▸ **Set of tasks**
- a) From the essay on writing while working retail, reproduce word for word the part that opens with the words containing "Some days, I" and closes with "why I do it.".
- b) In the essay on writing while working retail, the writer mentions a recent paid vacation. How many years had passed since the one before it?
- c) The essay on writing while working retail names the things the writer must handle on Sundays. List each of them.

▸ **Provided text**
** Start **
What the fuck keeps me writing? Why?
Some days, I really buy that “for the love of the game” shit. And I do love the game. Finishing my first novel was what I imagined the Peace Corps meant when they said “the toughest job you will ever love.” And it was so fucking hard. As soon as I called it done, I wanted to do it again. Taking an idea into a fully realized section of reality, the crafting. Sometimes I think books are really just written for other writers to read anyway, because otherwise, I never would have caught that hat trick if I hadn’t just done it myself. Or put down the book in awe wondering how you got those common, feudal letters to make such profound ideas into concrete blocks. I could go on like Metatron. But I guess I said it. That’s why I do it.
So, this last week is a good example of the word “fraught.”
I work close to forty hours, and that’s a goddamned gift these days. I just got off my first paid vacation in six years. And it was a glorious example of what writing life could be like. Then my Monday came. They’re depressing anyway. I drive over twenty miles for a job that just crests above minimum wage, but not for long, if other business’ have their say, because there are no jobs in my area. I actually predict that in at least fifteen years, the town I occupy will be called officially “dead.” It’s mostly Baby Boomers and addicts. Old houses that are broken down occupied by people who have no money to fix them.
This Monday was actually a small blessing, since I didn’t have to close/open. Retail people know that misery. And with a variant drive time between fifteen and thirty minutes and insomnia, I’m lucky to sleep. My Tuesday was okay, a little hurried. My Wednesday was perilous. It was a holiday weekend, so everyone had to get shit before whatever they do. And we were less than half staff. When I got home, I was too sore and too tired to eat. My Thursday was more of the same, short less people this time, and at the end of the shift, I was dreaming of the Epsom salt bath I could have. But I was too tired to do it. When my Friday came, it was all I could do to remain upright. Even though I spent most of my Saturday sleeping, I still got up and wrote that night. My Sunday is my weekday to get shit done. Taxes are coming up, doctor appointments, car servicing, grocery shopping, cleaning. Right now my days are fixed, but not my shifts, they go up and down, open, close, and mid. I don’t have a routine, I work around work. On any given day, I have to decide, sleep or write? What’s more important to me, health or sanity? If I stay up all hours, I will eventually be sick. If I never write, I spiral.
So when I bitch about Time and Money, it comes from a place where I may never get to do the thing I love. No one will ever see the thing I love. It may happen that the thing I love just isn’t good enough. I have no way of knowing. I may never know.
** End **
▸ **Stored data**
** Start **
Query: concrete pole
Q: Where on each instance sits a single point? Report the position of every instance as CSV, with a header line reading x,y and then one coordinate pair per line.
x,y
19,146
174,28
** End **
▸ **Solutions in order**
- a)
Some days, I really buy that “for the love of the game” shit. And I do love the game. Finishing my first novel was what I imagined the Peace Corps meant when they said “the toughest job you will ever love.” And it was so fucking hard. As soon as I called it done, I wanted to do it again. Taking an idea into a fully realized section of reality, the crafting. Sometimes I think books are really just written for other writers to read anyway, because otherwise, I never would have caught that hat trick if I hadn’t just done it myself. Or put down the book in awe wondering how you got those common, feudal letters to make such profound ideas into concrete blocks. I could go on like Metatron. But I guess I said it. That’s why I do it.

- b) Six years.

- c)
- Taxes
- Doctor appointments
- Car servicing
- Grocery shopping
- Cleaning